Copy out the material below, swapping "wood grain texture" for "marble texture" and keeping everything else identical.

Material supplied

━━━

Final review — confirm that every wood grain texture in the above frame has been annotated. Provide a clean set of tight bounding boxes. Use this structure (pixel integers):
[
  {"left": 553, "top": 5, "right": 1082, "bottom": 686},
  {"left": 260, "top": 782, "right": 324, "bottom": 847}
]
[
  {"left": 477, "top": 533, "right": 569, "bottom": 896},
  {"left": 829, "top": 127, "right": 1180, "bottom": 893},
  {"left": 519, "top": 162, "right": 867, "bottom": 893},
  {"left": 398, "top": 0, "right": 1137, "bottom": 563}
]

━━━

Solution to the problem
Final review — confirm that every marble texture in the above frame has been annotated. Provide a clean set of tight bounding boxes. Use this structure (pixel integers):
[
  {"left": 553, "top": 5, "right": 1082, "bottom": 686},
  {"left": 260, "top": 782, "right": 324, "bottom": 847}
]
[
  {"left": 477, "top": 533, "right": 569, "bottom": 896},
  {"left": 829, "top": 127, "right": 1180, "bottom": 893},
  {"left": 519, "top": 162, "right": 867, "bottom": 893},
  {"left": 398, "top": 0, "right": 1137, "bottom": 563}
]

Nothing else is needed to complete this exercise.